STUDY TEXT START
These battles with the new English are producing some excellent works. Language is another form of culture, and its highjacking at the hands of the corporate is a matter of anxiety. The mating of two languages and the gradual process of inflection cannot be compared to the systematic rapes and assaults carried out by the steely corporate tongue. The postmodern in the vernacular idiom is in part also a reaction to hegemony of the corporates.

JML: Does your show attempt to transcend the language and space barrier (I mean English and Urban barriers)?

SK: Although good work has its own vocabulary, it is easily translatable and travels swiftly. The performance piece, which I received as a response to ‘Rx’ is a good example of such a translation.

JML: I am told that you did some performance pieces along with the show? What was it all about?

SK: It is rare that one artist responds to, reflects upon and attempts to resolve the quandaries, often veiled, in another artist’s work. Pranab Mukherjee, a well-known theatre activist, was in Pune for a series of workshops on human rights. After viewing the show he informed me that he was moved by it and wanted to express his thoughts and reactions by way of a performance. Treating the installation as the all-important context, Pranab staged his performance in the all black gallery.

It was entirely spontaneous and unstructured and we were left with very little time to invite people. But the word got around and several intrigued and half-intrigued viewers turned up.
STUDY TEXT END
GIVEN DATA START
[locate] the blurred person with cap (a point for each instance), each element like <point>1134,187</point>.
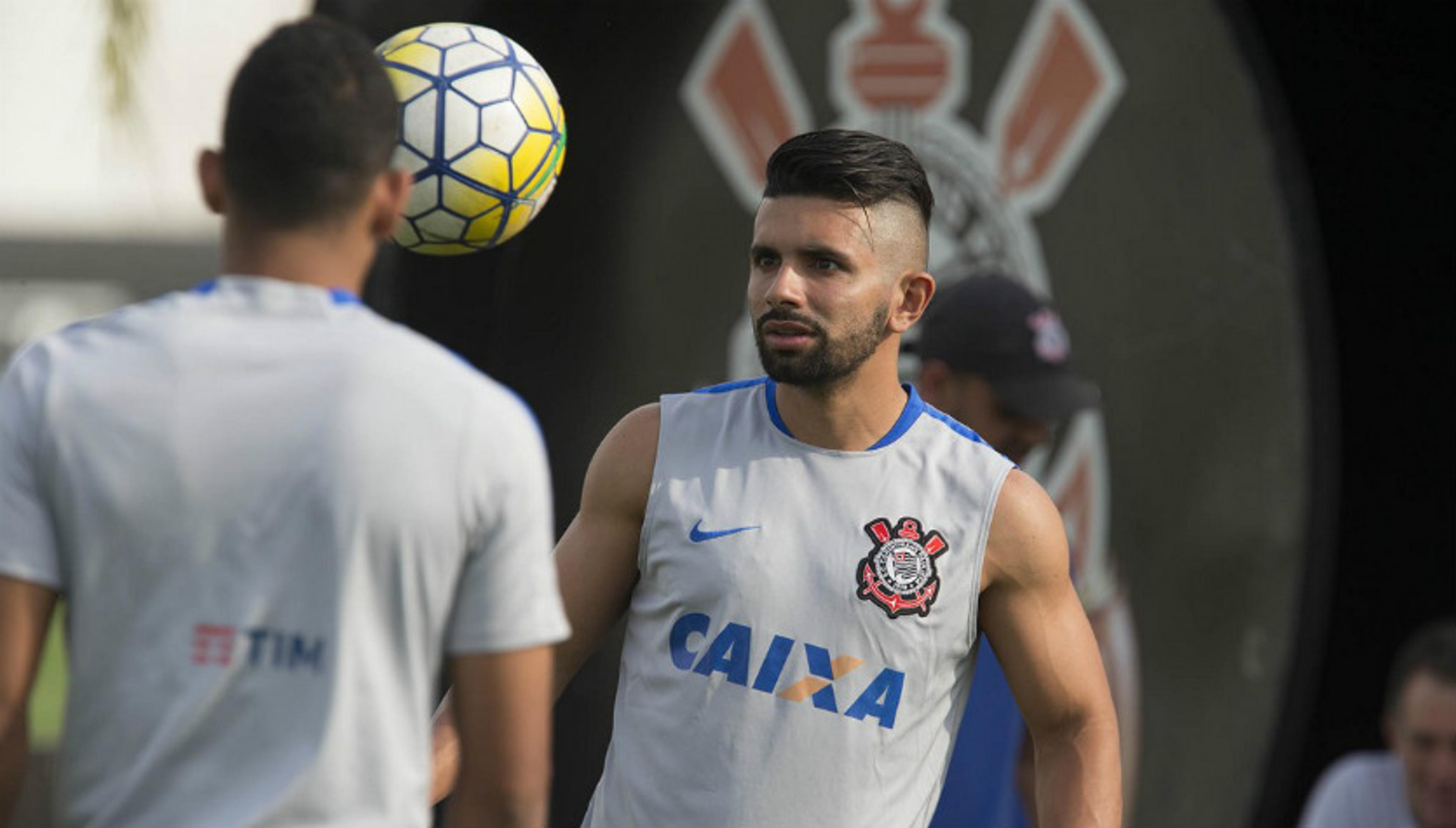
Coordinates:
<point>1414,782</point>
<point>996,357</point>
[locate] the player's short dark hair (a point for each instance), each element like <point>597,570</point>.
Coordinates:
<point>311,124</point>
<point>1432,649</point>
<point>852,168</point>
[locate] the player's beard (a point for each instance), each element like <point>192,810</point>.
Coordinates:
<point>829,360</point>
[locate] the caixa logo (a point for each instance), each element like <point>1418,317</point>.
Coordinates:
<point>277,649</point>
<point>731,654</point>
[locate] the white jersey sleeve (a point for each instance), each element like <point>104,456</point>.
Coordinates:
<point>507,591</point>
<point>28,548</point>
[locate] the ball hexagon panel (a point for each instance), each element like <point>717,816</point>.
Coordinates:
<point>462,126</point>
<point>445,36</point>
<point>503,127</point>
<point>466,57</point>
<point>419,124</point>
<point>488,85</point>
<point>481,130</point>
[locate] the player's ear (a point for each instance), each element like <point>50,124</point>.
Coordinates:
<point>388,201</point>
<point>210,175</point>
<point>913,296</point>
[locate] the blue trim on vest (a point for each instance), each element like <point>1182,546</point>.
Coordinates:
<point>734,386</point>
<point>956,425</point>
<point>913,406</point>
<point>340,296</point>
<point>771,398</point>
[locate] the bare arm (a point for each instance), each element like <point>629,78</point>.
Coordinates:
<point>596,559</point>
<point>1031,615</point>
<point>503,718</point>
<point>445,751</point>
<point>596,565</point>
<point>25,610</point>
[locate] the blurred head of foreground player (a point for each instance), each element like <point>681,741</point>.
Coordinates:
<point>303,180</point>
<point>838,258</point>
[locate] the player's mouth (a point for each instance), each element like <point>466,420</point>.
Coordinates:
<point>783,335</point>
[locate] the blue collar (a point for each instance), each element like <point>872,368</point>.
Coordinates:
<point>340,296</point>
<point>908,415</point>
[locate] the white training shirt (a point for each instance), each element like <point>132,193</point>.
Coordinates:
<point>273,514</point>
<point>801,639</point>
<point>1360,791</point>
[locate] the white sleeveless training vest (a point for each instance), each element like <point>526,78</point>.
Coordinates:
<point>801,641</point>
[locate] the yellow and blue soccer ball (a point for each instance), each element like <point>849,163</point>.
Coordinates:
<point>482,132</point>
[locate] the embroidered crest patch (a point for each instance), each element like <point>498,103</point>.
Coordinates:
<point>899,574</point>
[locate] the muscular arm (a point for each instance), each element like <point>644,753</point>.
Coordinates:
<point>596,565</point>
<point>1031,615</point>
<point>596,559</point>
<point>25,610</point>
<point>503,720</point>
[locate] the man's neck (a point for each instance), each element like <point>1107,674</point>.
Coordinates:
<point>852,414</point>
<point>322,258</point>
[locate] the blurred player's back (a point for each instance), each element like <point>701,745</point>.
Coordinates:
<point>260,576</point>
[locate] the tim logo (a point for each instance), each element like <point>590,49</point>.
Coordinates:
<point>261,648</point>
<point>731,654</point>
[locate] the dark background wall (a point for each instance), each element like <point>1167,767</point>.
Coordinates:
<point>1368,91</point>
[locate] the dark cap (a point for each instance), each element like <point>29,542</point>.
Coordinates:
<point>996,328</point>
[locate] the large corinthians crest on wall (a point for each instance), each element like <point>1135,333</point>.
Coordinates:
<point>903,71</point>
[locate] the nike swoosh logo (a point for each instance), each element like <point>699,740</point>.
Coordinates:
<point>700,536</point>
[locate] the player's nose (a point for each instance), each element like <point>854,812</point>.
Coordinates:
<point>785,289</point>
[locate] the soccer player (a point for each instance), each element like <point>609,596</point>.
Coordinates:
<point>998,359</point>
<point>1413,785</point>
<point>276,516</point>
<point>806,561</point>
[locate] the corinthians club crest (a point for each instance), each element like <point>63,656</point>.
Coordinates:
<point>899,574</point>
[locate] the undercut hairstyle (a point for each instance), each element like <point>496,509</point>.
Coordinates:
<point>851,168</point>
<point>311,124</point>
<point>1432,649</point>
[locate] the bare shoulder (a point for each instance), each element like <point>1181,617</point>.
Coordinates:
<point>1027,542</point>
<point>621,472</point>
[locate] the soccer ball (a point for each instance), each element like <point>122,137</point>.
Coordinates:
<point>482,132</point>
GIVEN DATA END
• [WHAT YOU NEED TO DO]:
(A) Answer these questions about the interview:
(i) What does the interview call language?
(ii) Why was Pranab Mukherjee in Pune?
(iii) Who turned up to the performance once the word got around?
(B) Sum up the interview in two sentences.
(C) Update the interview by rewriting the part that opens with the words containing "JML: Does your" and closes with "all black gallery.", replacing "show" with "exhibition".
The records were taken from a separate source.

• [ANSWERS FOR THIS EXERCISE]:
(A)
(i) Another form of culture.
(ii) For a series of workshops on human rights.
(iii) Several intrigued and half-intrigued viewers.

(B) The interview treats language as a form of culture and describes its highjacking by the corporate tongue as a cause for anxiety, while noting that good work is easily translatable and travels swiftly. After seeing the show, the theatre activist Pranab Mukherjee staged a spontaneous, unstructured performance in response to it in the all black gallery, and several viewers turned up despite the little time available to invite people.

(C)
JML: Does your exhibition attempt to transcend the language and space barrier (I mean English and Urban barriers)?

SK: Although good work has its own vocabulary, it is easily translatable and travels swiftly. The performance piece, which I received as a response to ‘Rx’ is a good example of such a translation.

JML: I am told that you did some performance pieces along with the exhibition? What was it all about?

SK: It is rare that one artist responds to, reflects upon and attempts to resolve the quandaries, often veiled, in another artist’s work. Pranab Mukherjee, a well-known theatre activist, was in Pune for a series of workshops on human rights. After viewing the exhibition he informed me that he was moved by it and wanted to express his thoughts and reactions by way of a performance. Treating the installation as the all-important context, Pranab staged his performance in the all black gallery.